> **GIVEN TEXT**
------------------------------------------------------------------------
James Bradley Thayer (1831–1902) occupies an interesting place in legal history. Having spent the final quarter century of his life as a professor at Harvard Law School, Thayer is a very famous man—to a very limited number of people, those who make a study of American constitutional law. To the general public, and even those fairly familiar with American political and legal history, he is not nearly as well known as some of the protégés and students he influenced. So it is fitting that a teacher and his students should write a kind of “life and legacy” of Thayer, examining the man and those whose thinking he did much to shape. Andrew Porwancher, a professor of constitutional studies at the University of Oklahoma, enlisted three recently graduated students of his—Jake Mazeitis, Taylor Jipp, and Austin Coffey—to join him in writing The Prophet of Harvard Law: James Bradley Thayer and His Legal Legacy.
Why the authors call Thayer a “prophet” must be guessed at—more on that below—but he certainly was an influential teacher and mentor. After two chapters on his life and scholarship, this slender volume gives us a chapter on Oliver Wendell Holmes, Jr., a younger contemporary who did not study under Thayer but was long associated with him; a chapter on Thayer’s most prominent students (the future Supreme Court justice Louis Brandeis, the scholar John Henry Wigmore, the future Harvard Law dean, Roscoe Pound, and the future federal judge Learned Hand); and a chapter on Justice Felix Frankfurter, who was a student at Harvard Law after Thayer’s death but professed himself a lifelong Thayerian in his jurisprudence.
But what did it mean to be a Thayerian? The primary reason J. B. Thayer is famous among students of constitutional law is his publication of a celebrated article in the Harvard Law Review in the fall of 1893, “The Origin and Scope of the American Doctrine of Constitutional Law.” The article has been both hugely influential and a bête noire, depending on one’s approach to constitutional jurisprudence—but “Origin and Scope” is probably the most anthologized article in the field, appearing in many textbooks that otherwise consist mostly of abridged and annotated judicial decisions. Thayer, one of the Harvard pioneers of the “case method” of legal education, was also the editor of the first such “casebook” in constitutional law.
------------------------------------------------------------------------
> **RECORDS FOR THIS EXERCISE**
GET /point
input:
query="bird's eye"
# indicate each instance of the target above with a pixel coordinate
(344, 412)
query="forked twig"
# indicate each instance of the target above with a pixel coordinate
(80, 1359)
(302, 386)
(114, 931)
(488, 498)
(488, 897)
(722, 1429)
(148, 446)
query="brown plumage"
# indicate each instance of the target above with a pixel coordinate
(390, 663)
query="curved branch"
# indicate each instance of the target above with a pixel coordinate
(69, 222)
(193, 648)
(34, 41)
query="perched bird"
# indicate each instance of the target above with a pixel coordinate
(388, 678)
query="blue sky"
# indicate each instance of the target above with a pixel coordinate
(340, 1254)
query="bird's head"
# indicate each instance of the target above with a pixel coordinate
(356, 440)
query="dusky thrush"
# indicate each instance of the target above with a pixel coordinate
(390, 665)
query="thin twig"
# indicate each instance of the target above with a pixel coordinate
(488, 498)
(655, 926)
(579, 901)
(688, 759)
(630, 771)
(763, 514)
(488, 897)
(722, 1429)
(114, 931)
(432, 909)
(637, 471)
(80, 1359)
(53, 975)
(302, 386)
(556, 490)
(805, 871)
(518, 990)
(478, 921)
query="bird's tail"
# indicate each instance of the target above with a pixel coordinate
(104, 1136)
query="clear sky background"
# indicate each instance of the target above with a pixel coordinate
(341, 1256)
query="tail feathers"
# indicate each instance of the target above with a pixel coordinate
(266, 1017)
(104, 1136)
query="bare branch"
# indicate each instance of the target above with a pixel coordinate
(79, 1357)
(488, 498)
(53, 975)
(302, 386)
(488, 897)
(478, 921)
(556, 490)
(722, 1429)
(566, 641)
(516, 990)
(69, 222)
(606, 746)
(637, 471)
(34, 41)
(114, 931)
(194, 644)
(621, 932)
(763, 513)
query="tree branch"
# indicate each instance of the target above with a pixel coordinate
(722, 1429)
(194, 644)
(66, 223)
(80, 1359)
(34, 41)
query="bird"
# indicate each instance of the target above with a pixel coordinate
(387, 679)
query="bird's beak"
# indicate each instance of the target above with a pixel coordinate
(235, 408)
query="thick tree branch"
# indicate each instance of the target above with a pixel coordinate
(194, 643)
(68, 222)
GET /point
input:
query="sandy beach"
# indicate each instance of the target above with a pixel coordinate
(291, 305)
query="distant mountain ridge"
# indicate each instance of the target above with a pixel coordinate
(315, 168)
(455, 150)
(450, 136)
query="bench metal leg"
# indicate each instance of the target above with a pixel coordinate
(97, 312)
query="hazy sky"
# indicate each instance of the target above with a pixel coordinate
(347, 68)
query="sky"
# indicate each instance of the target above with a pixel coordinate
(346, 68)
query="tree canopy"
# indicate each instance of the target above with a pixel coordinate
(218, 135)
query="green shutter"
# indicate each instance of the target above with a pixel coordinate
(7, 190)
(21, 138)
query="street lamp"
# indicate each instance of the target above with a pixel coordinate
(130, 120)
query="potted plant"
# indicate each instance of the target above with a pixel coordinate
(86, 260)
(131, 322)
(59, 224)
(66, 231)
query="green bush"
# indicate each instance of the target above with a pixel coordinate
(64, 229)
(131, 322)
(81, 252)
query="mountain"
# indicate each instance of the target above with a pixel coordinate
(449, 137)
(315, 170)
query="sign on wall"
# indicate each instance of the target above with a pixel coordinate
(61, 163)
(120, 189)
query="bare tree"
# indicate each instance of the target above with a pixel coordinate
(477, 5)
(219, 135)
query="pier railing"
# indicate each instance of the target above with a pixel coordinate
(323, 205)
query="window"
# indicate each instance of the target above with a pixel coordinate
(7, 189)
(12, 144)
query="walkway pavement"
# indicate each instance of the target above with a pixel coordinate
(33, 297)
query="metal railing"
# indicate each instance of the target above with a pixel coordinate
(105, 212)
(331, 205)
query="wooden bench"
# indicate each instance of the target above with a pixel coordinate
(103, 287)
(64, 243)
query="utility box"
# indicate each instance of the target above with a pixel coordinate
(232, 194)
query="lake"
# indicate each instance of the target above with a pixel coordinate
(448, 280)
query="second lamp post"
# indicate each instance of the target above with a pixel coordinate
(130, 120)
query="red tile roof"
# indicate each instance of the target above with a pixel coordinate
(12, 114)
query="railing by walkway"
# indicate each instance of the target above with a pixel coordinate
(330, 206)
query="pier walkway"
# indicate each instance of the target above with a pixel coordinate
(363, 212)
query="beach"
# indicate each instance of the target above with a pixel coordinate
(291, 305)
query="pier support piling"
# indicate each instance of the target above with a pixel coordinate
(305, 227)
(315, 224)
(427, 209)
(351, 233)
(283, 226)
------------------------------------------------------------------------
> **SET TASKS**
• A. Collect every line of the rows that contains the string "branch". Case counts.
• B. Carry on the review of the book about James Bradley Thayer from the point where it stops.

> **EXPECTED ANSWERS**
• A.
query="curved branch"
query="bare branch"
query="tree branch"
query="thick tree branch"

• B.
The argument of Thayer’s “Origin and Scope”—a short article by today’s law-review standards, just twenty-eight pages—was that the power of American courts to strike down acts of legislation on constitutional grounds was a) derived from the texts of our constitutions, federal and state, and b) so constrained by the character of our institutions that those courts were obliged to entertain a very strong presumption that what the other branches did in the exercise of their powers was consistent with the constitution. Thayer’s own statement of this “presumption of constitutionality” was very strong indeed. For a court to invoke its power of “judicial review” (a phrase Thayer never used, which only came into vogue two decades later), the breach of the constitution must be “clear and unequivocal,” such that any “reasonable” case for an act’s constitutionality was sufficient to sustain it. Even if the judges disagreed, that is, they were not to prefer their own view of the constitution’s meaning to any rational alternative.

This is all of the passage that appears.